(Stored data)
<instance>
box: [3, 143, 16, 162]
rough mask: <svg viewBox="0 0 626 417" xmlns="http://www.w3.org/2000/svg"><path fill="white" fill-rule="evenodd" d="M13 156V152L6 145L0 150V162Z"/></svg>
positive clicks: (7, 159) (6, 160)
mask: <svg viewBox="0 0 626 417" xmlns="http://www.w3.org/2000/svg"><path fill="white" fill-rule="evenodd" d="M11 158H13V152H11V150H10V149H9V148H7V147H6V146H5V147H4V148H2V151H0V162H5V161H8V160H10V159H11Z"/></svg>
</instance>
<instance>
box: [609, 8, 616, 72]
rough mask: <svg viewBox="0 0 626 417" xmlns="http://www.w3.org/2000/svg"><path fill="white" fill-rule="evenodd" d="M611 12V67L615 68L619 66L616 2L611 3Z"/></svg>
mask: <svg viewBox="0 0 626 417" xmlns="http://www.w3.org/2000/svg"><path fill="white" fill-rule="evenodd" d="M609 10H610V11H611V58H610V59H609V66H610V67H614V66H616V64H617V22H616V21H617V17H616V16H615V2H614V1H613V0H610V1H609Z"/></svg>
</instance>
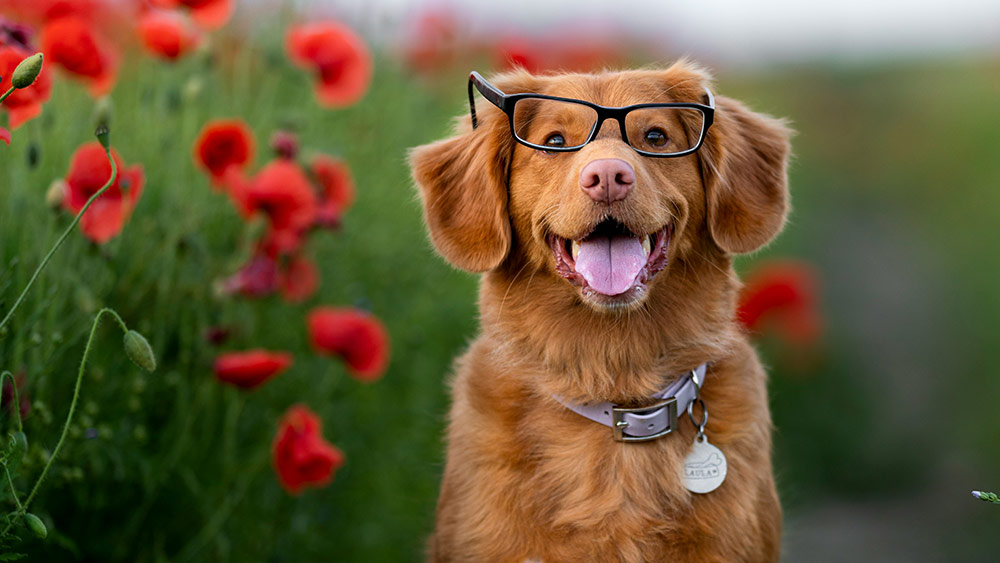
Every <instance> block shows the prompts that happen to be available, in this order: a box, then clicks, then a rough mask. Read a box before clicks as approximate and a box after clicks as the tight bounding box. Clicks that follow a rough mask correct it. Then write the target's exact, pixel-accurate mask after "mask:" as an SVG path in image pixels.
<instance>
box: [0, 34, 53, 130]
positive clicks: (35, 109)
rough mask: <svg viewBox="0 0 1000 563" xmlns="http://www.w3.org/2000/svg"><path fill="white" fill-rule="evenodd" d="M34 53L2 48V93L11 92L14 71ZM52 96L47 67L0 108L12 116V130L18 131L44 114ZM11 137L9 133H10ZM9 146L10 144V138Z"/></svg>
mask: <svg viewBox="0 0 1000 563" xmlns="http://www.w3.org/2000/svg"><path fill="white" fill-rule="evenodd" d="M33 54H34V53H33V52H31V51H29V50H27V49H23V48H21V47H18V46H16V45H7V46H0V77H3V78H2V79H0V93H3V92H6V91H7V90H10V87H11V78H12V75H13V74H14V69H15V68H17V65H19V64H21V61H23V60H24V59H25V58H26V57H29V56H31V55H33ZM51 94H52V77H51V75H50V74H49V70H48V68H47V67H46V66H45V65H42V71H41V72H40V73H39V74H38V78H36V79H35V82H34V83H32V85H31V86H28V87H27V88H21V89H18V90H15V91H14V93H13V94H11V95H10V96H9V97H8V98H7V99H6V100H4V102H3V104H2V105H0V107H2V108H4V109H6V110H7V112H8V113H9V114H10V128H11V129H17V128H18V127H20V126H21V124H23V123H24V122H26V121H28V120H29V119H32V118H34V117H37V116H38V115H39V114H40V113H42V104H43V103H45V102H47V101H48V99H49V96H50V95H51ZM8 137H9V133H8ZM7 144H10V140H9V138H8V139H7Z"/></svg>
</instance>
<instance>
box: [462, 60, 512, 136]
mask: <svg viewBox="0 0 1000 563" xmlns="http://www.w3.org/2000/svg"><path fill="white" fill-rule="evenodd" d="M473 84H475V85H476V89H477V90H479V93H480V94H482V95H483V97H484V98H486V99H487V100H489V101H490V103H492V104H493V105H495V106H497V107H498V108H500V109H501V110H503V109H504V107H503V106H504V103H503V102H504V98H505V97H506V96H505V95H504V93H503V92H501V91H500V90H497V89H496V87H494V86H493V85H492V84H490V83H489V82H487V81H486V80H485V79H483V77H482V76H481V75H480V74H479V73H478V72H476V71H472V73H471V74H469V113H471V114H472V128H473V129H475V128H476V127H478V126H479V119H478V118H477V117H476V99H475V97H474V94H473V92H472V85H473Z"/></svg>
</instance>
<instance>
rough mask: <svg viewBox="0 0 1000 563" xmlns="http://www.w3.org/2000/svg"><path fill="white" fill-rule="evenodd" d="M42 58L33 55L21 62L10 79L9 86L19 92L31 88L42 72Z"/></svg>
mask: <svg viewBox="0 0 1000 563" xmlns="http://www.w3.org/2000/svg"><path fill="white" fill-rule="evenodd" d="M42 58H43V56H42V54H41V53H35V54H34V55H31V56H30V57H28V58H26V59H24V60H23V61H21V64H19V65H17V68H15V69H14V74H12V75H11V77H10V83H11V85H12V86H13V87H14V88H17V89H19V90H20V89H21V88H27V87H28V86H31V84H32V83H33V82H34V81H35V79H36V78H38V73H40V72H42Z"/></svg>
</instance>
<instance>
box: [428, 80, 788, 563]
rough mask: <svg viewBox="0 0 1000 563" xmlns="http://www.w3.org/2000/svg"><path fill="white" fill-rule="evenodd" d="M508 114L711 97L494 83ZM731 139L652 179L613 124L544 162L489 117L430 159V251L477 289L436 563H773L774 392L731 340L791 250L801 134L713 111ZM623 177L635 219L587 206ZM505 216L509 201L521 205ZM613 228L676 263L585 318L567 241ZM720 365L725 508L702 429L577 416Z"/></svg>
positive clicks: (465, 359) (722, 449)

PROBLEM DESCRIPTION -
Output a faithful copy of the data, with each picture left out.

EXERCISE RESULT -
<instance>
box: [3, 143, 16, 162]
rough mask: <svg viewBox="0 0 626 417" xmlns="http://www.w3.org/2000/svg"><path fill="white" fill-rule="evenodd" d="M13 156V152L6 145L0 150V162Z"/></svg>
positive clicks: (7, 159) (6, 160)
mask: <svg viewBox="0 0 626 417" xmlns="http://www.w3.org/2000/svg"><path fill="white" fill-rule="evenodd" d="M11 158H13V152H11V150H10V149H9V148H7V147H6V146H5V147H4V148H2V151H0V162H5V161H8V160H10V159H11Z"/></svg>
</instance>
<instance>
box: [609, 8, 616, 72]
rough mask: <svg viewBox="0 0 626 417" xmlns="http://www.w3.org/2000/svg"><path fill="white" fill-rule="evenodd" d="M611 12V67L615 68L619 66L616 2L611 3Z"/></svg>
mask: <svg viewBox="0 0 626 417" xmlns="http://www.w3.org/2000/svg"><path fill="white" fill-rule="evenodd" d="M609 10H610V11H611V58H610V59H609V66H610V67H614V66H616V64H617V22H616V21H617V17H616V16H615V2H614V1H613V0H610V1H609Z"/></svg>
</instance>
Every <instance> block shows the prompts that happen to be available, in this order: a box, then clicks, then a rough mask. Read a box before clicks as approximate and a box after clicks as the tight bounding box. Clicks that follow a rough mask correct it. Then write the target's exact, pixel-accurate mask after "mask:" as an SVG path in image pixels.
<instance>
box: [0, 34, 53, 130]
positive clicks: (35, 109)
rough mask: <svg viewBox="0 0 1000 563" xmlns="http://www.w3.org/2000/svg"><path fill="white" fill-rule="evenodd" d="M34 53L2 48V93L11 92L14 71ZM52 96L47 67L0 108L12 116V130L18 131L44 114ZM11 137L9 133H10ZM9 146L10 144V138Z"/></svg>
mask: <svg viewBox="0 0 1000 563" xmlns="http://www.w3.org/2000/svg"><path fill="white" fill-rule="evenodd" d="M33 54H34V53H33V52H31V51H29V50H27V49H23V48H21V47H18V46H16V45H7V46H0V77H3V78H2V79H0V93H3V92H6V91H7V90H10V87H11V78H12V75H13V74H14V69H15V68H17V65H19V64H21V61H23V60H24V59H25V58H26V57H29V56H31V55H33ZM51 94H52V77H51V75H50V74H49V70H48V68H47V67H46V66H45V65H42V71H41V72H40V73H39V74H38V78H36V79H35V82H34V83H32V85H31V86H28V87H27V88H21V89H18V90H15V91H14V93H13V94H11V95H10V96H9V97H8V98H7V99H6V100H4V102H3V104H2V105H0V107H2V108H4V109H6V110H7V112H8V113H9V114H10V128H11V129H17V128H18V127H20V126H21V124H23V123H24V122H26V121H28V120H29V119H32V118H34V117H37V116H38V115H39V114H40V113H42V104H43V103H45V102H47V101H48V99H49V96H50V95H51ZM8 137H9V133H8ZM7 144H10V140H9V138H8V139H7Z"/></svg>
</instance>
<instance>
box: [462, 60, 512, 136]
mask: <svg viewBox="0 0 1000 563" xmlns="http://www.w3.org/2000/svg"><path fill="white" fill-rule="evenodd" d="M473 84H475V85H476V89H477V90H479V93H480V94H482V95H483V97H484V98H486V99H487V100H489V101H490V103H492V104H493V105H495V106H497V107H498V108H500V109H501V110H503V109H504V107H503V106H504V103H503V102H504V98H505V97H506V96H505V95H504V93H503V92H501V91H500V90H497V89H496V87H494V86H493V85H492V84H490V83H489V82H487V81H486V80H485V79H483V77H482V76H481V75H480V74H479V73H478V72H476V71H472V73H471V74H469V113H471V114H472V128H473V129H475V128H476V127H478V126H479V119H478V118H477V117H476V99H475V97H474V94H473V92H472V85H473Z"/></svg>
</instance>
<instance>
rough mask: <svg viewBox="0 0 1000 563" xmlns="http://www.w3.org/2000/svg"><path fill="white" fill-rule="evenodd" d="M42 58L33 55L21 62L10 79L9 86L19 92L31 88L42 72Z"/></svg>
mask: <svg viewBox="0 0 1000 563" xmlns="http://www.w3.org/2000/svg"><path fill="white" fill-rule="evenodd" d="M42 58H43V56H42V54H41V53H35V54H34V55H31V56H30V57H28V58H26V59H24V60H23V61H21V64H19V65H17V68H15V69H14V74H12V75H11V77H10V83H11V85H12V86H13V87H14V88H17V89H19V90H20V89H21V88H27V87H28V86H31V84H32V83H33V82H34V81H35V79H36V78H38V73H40V72H42Z"/></svg>
</instance>
<instance>
box: [428, 80, 788, 563]
rough mask: <svg viewBox="0 0 1000 563" xmlns="http://www.w3.org/2000/svg"><path fill="white" fill-rule="evenodd" d="M508 114L711 97L494 83ZM731 139L652 179L613 124L544 162L489 117L430 159V251L477 289L436 563H773L774 392L731 340L791 250L801 134L713 111ZM623 177L635 219L587 206ZM505 216L509 201L521 205ZM613 228L676 263L585 318L567 241ZM720 365L725 508L702 429L577 416Z"/></svg>
positive clicks: (465, 359) (722, 449)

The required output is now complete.